Write out the lines below as a JSON list of strings, one string per line, skipping blank lines and leaving out the pictures.
---
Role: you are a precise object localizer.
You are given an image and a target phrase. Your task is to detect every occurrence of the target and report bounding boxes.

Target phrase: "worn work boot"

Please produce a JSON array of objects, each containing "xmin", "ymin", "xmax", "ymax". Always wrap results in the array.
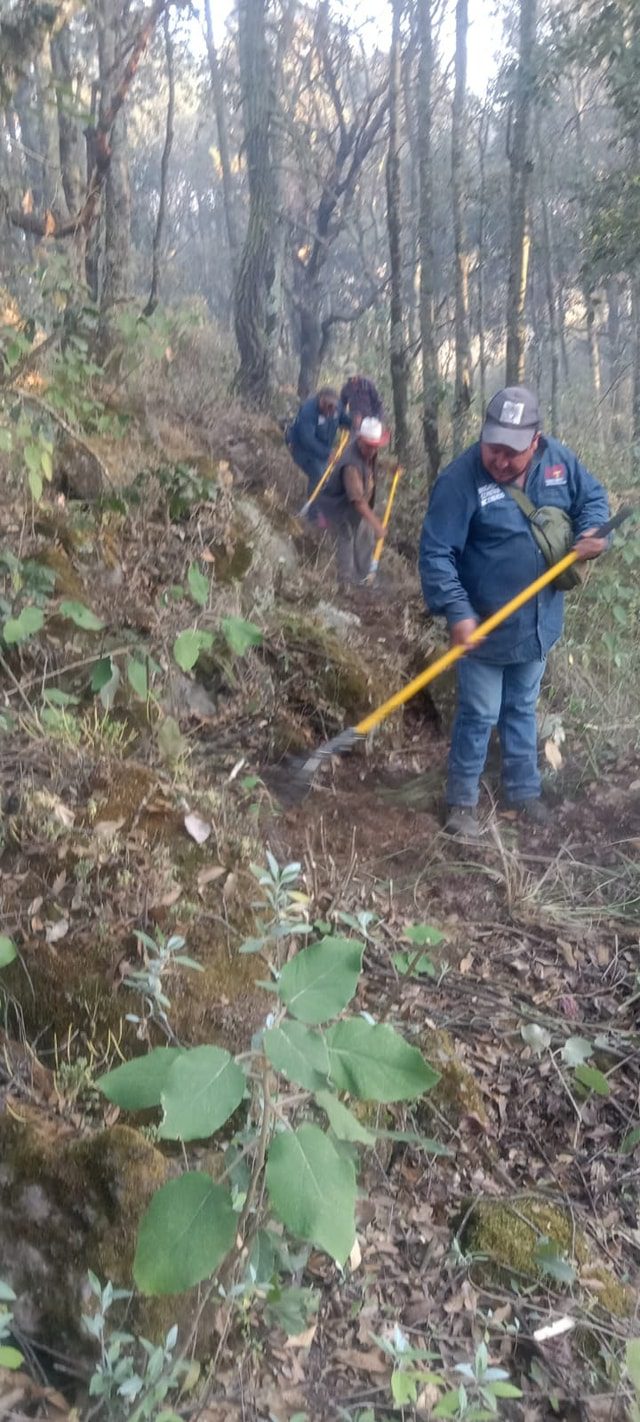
[
  {"xmin": 445, "ymin": 805, "xmax": 482, "ymax": 839},
  {"xmin": 509, "ymin": 799, "xmax": 552, "ymax": 829}
]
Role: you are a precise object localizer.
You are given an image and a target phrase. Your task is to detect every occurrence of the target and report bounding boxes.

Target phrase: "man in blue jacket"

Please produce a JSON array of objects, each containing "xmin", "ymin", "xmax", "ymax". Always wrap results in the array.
[
  {"xmin": 420, "ymin": 385, "xmax": 609, "ymax": 839},
  {"xmin": 286, "ymin": 385, "xmax": 351, "ymax": 498}
]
---
- TASK RESULT
[
  "Role: you are a precise object localizer.",
  "You are given an image and a target phrase. Your task is to detect every occurrence of the target and report bounding boxes.",
  "Target phrase: \"worn work boot\"",
  "Please produce a JSON array of objects, each containing \"xmin\", \"ymin\", \"xmax\", \"ymax\". Always wrap results in the array.",
  "[",
  "  {\"xmin\": 445, \"ymin\": 805, \"xmax\": 482, \"ymax\": 839},",
  "  {\"xmin\": 509, \"ymin\": 799, \"xmax\": 552, \"ymax\": 829}",
  "]",
  "Role: you are a precise object localizer.",
  "You are given an image and a target phrase. Your task is to detect every occurrence of the target and report bounding boxes.",
  "Target phrase: \"man in blue jacket\"",
  "Please produce a JSON array of objects, each containing \"xmin\", \"ymin\", \"xmax\", \"ymax\". Always wrap results in the array.",
  "[",
  "  {\"xmin\": 420, \"ymin\": 385, \"xmax\": 609, \"ymax\": 839},",
  "  {\"xmin\": 286, \"ymin\": 385, \"xmax\": 351, \"ymax\": 498}",
  "]"
]